== Quoted text ==

In 2012, The Madame Webb authored a paper entitled “The Importance and Purpose Of Respect & Protocols”[4] for a leading Vampire house. In it she laid out guidelines to the membership of that House which included;
We will respect all of our Elders, of title and or physical age, and we will hold them in high regard. We value all that we can learn from them. Let us take for example the Native American path. Hardly any cultural group is attending to and learning from Elders as they should, or could be. Elders are assets and rewarding resources; much more learned then our beloved “Google.” There is still plenty to be learned about the world and how to live in it. We learn by listening and respecting Elders, not just in our community, but also in the world at large. Elders have a master’s degree from the University of Life. What they allow to be shared with us is a gift.”

Titles, such as “Elder” are not always to denote ranks and responsibilities, they can also be used to denote expertise and depth of experience in important areas and anyone who has put in the effort, invested the time and returns willing to teach should be recognised for such contributions to the modern culture.

== Raw records ==
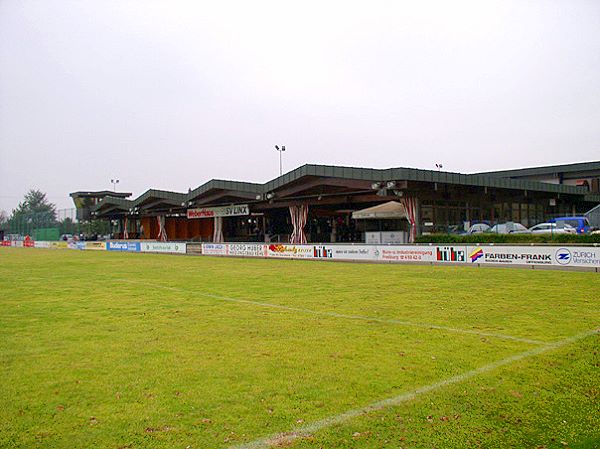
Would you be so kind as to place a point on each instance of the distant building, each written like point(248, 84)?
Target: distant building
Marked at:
point(325, 197)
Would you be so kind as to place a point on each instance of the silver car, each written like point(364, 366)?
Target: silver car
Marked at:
point(552, 228)
point(508, 228)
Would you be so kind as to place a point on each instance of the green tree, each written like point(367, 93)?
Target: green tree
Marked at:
point(35, 211)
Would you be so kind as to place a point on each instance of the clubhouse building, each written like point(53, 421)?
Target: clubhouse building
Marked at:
point(329, 204)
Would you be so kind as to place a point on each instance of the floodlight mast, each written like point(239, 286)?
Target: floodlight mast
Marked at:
point(280, 150)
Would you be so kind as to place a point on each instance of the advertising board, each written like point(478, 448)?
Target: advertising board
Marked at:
point(214, 249)
point(577, 256)
point(163, 247)
point(222, 211)
point(247, 249)
point(288, 251)
point(343, 252)
point(407, 253)
point(512, 255)
point(123, 246)
point(451, 253)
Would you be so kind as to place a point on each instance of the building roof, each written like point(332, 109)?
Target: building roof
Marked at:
point(546, 170)
point(218, 191)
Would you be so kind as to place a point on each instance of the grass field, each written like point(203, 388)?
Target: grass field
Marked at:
point(110, 350)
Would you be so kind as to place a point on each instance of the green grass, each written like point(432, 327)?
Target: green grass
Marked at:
point(110, 350)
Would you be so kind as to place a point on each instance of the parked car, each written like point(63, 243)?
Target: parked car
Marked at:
point(509, 228)
point(552, 228)
point(580, 223)
point(478, 228)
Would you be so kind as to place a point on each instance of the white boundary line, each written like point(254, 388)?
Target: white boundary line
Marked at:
point(339, 315)
point(308, 429)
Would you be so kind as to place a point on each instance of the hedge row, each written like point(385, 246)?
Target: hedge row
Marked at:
point(508, 238)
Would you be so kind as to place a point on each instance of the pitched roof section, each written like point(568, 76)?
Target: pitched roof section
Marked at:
point(222, 191)
point(546, 170)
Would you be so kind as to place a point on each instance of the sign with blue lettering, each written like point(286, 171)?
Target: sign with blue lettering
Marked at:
point(123, 246)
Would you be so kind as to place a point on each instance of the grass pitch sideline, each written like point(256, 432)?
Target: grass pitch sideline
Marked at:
point(91, 361)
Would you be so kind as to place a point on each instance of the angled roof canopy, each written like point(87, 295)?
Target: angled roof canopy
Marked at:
point(385, 211)
point(312, 180)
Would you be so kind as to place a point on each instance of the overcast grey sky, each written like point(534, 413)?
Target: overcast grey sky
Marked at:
point(170, 94)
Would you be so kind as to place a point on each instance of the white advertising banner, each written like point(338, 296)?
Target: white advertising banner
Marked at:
point(566, 256)
point(289, 251)
point(394, 253)
point(513, 255)
point(95, 246)
point(163, 247)
point(214, 249)
point(578, 256)
point(223, 211)
point(247, 249)
point(345, 252)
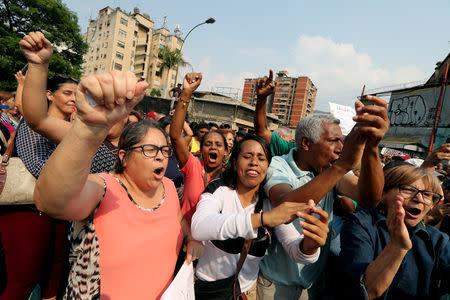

== Required task 1 ==
Rewrite the paragraph of the passage on respecting Elders that opens "We will respect all of our Elders" as a short list that keeps its main facts.
== Required task 2 ==
Quote the passage on respecting Elders word for word, starting with "Titles, such as" and going on through "the modern culture.".
The items stand apart from the passage on respecting Elders.

== Written solution 1 ==
- All Elders, whether by title or physical age, will be respected and held in high regard.
- Everything that can be learned from them is valued, with the Native American path as an example.
- Hardly any cultural group attends to and learns from Elders as it should or could.
- Elders are assets and rewarding resources, more learned than "Google."
- Much is still to be learned about the world and how to live in it, by listening to and respecting Elders in the community and the world at large.
- Elders hold a master's degree from the University of Life, and what they allow to be shared is a gift.

== Written solution 2 ==
Titles, such as “Elder” are not always to denote ranks and responsibilities, they can also be used to denote expertise and depth of experience in important areas and anyone who has put in the effort, invested the time and returns willing to teach should be recognised for such contributions to the modern culture.